** PAGE **
────────

Posted By: Jamie Winterton
What should one do if one discovers a security problem on the internet? It’s not a question most internet users have to ask themselves, but something that hackers – whose hats range from snow white benevolence to pure black evil – must consider carefully. There are a variety of options. Some choose to leave it alone. Doing nothing is usually a safe bet. Some will choose the responsible disclosure route – contacting the company and having a private conversation about the vulnerability, its risk, and ways to remediate. Sometimes there are financial incentives. I don’t mean the nefarious ones – selling the vulnerability on the dark web, for example – but many companies and government organizations have established “bug bounty” programs, wherein a researcher who finds a security problem can get paid for disclosing it, the amount depending on the severity and potential impact of the bug. When implemented well, these programs have helped companies improve their security posture by getting new eyes on old problems that may have been overlooked.
But even as security researchers are incentivized by these new programs, independent security research in general is sharply constrained by legislation. One example is a recent bill in Georgia, one of the strictest measures proposed at the state level. Senate Bill 315 proposes to amend the Official Code of Georgia to create “the new crime of unauthorized computer access” and aligns significant punishments to match. The unfortunate part of the bill (which has yet to be signed by the governor) is that it provides no exemption for responsible disclosure, meaning that well-intentioned security researchers – those who report vulnerabilities rather than exploiting them or selling them – have no legal protection.

────────

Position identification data

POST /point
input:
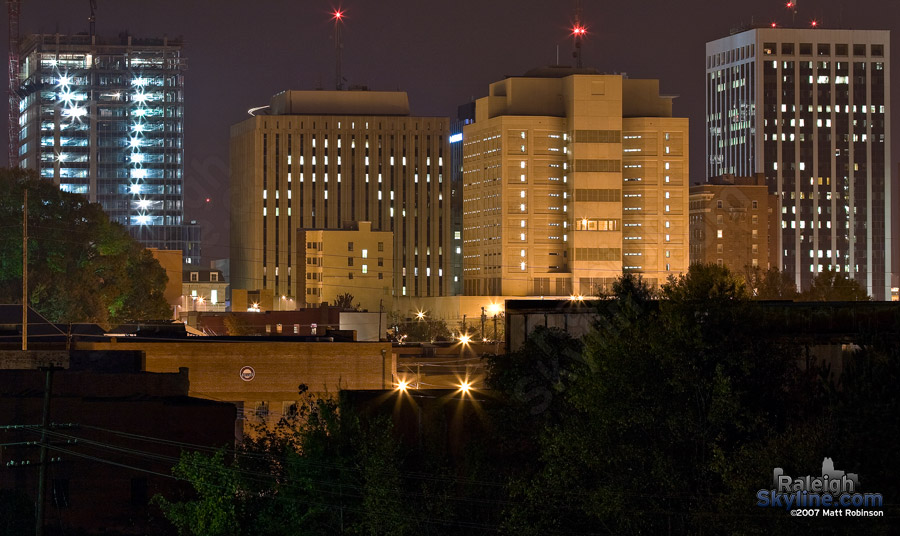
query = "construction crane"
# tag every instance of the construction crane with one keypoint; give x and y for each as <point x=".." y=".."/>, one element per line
<point x="13" y="9"/>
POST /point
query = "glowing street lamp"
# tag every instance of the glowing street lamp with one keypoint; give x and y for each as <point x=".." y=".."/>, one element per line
<point x="465" y="387"/>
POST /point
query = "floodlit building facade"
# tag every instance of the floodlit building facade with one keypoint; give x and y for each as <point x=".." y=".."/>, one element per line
<point x="105" y="118"/>
<point x="319" y="159"/>
<point x="355" y="260"/>
<point x="810" y="108"/>
<point x="570" y="179"/>
<point x="732" y="221"/>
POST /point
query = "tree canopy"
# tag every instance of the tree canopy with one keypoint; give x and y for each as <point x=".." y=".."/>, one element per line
<point x="81" y="266"/>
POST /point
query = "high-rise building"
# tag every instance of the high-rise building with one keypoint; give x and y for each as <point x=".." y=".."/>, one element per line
<point x="355" y="260"/>
<point x="104" y="118"/>
<point x="571" y="178"/>
<point x="465" y="114"/>
<point x="732" y="222"/>
<point x="810" y="108"/>
<point x="319" y="159"/>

────────

** PROBLEMS AND TASKS **
a - In the post on security research, copy word for word the passage that begins at the words "But even as" and stop after the words "no legal protection.".
b - According to the post on security research, what new crime would Georgia's Senate Bill 315 create?

** ANSWERS FOR THIS EXERCISE **
a -
But even as security researchers are incentivized by these new programs, independent security research in general is sharply constrained by legislation. One example is a recent bill in Georgia, one of the strictest measures proposed at the state level. Senate Bill 315 proposes to amend the Official Code of Georgia to create “the new crime of unauthorized computer access” and aligns significant punishments to match. The unfortunate part of the bill (which has yet to be signed by the governor) is that it provides no exemption for responsible disclosure, meaning that well-intentioned security researchers – those who report vulnerabilities rather than exploiting them or selling them – have no legal protection.

b - The new crime of unauthorized computer access.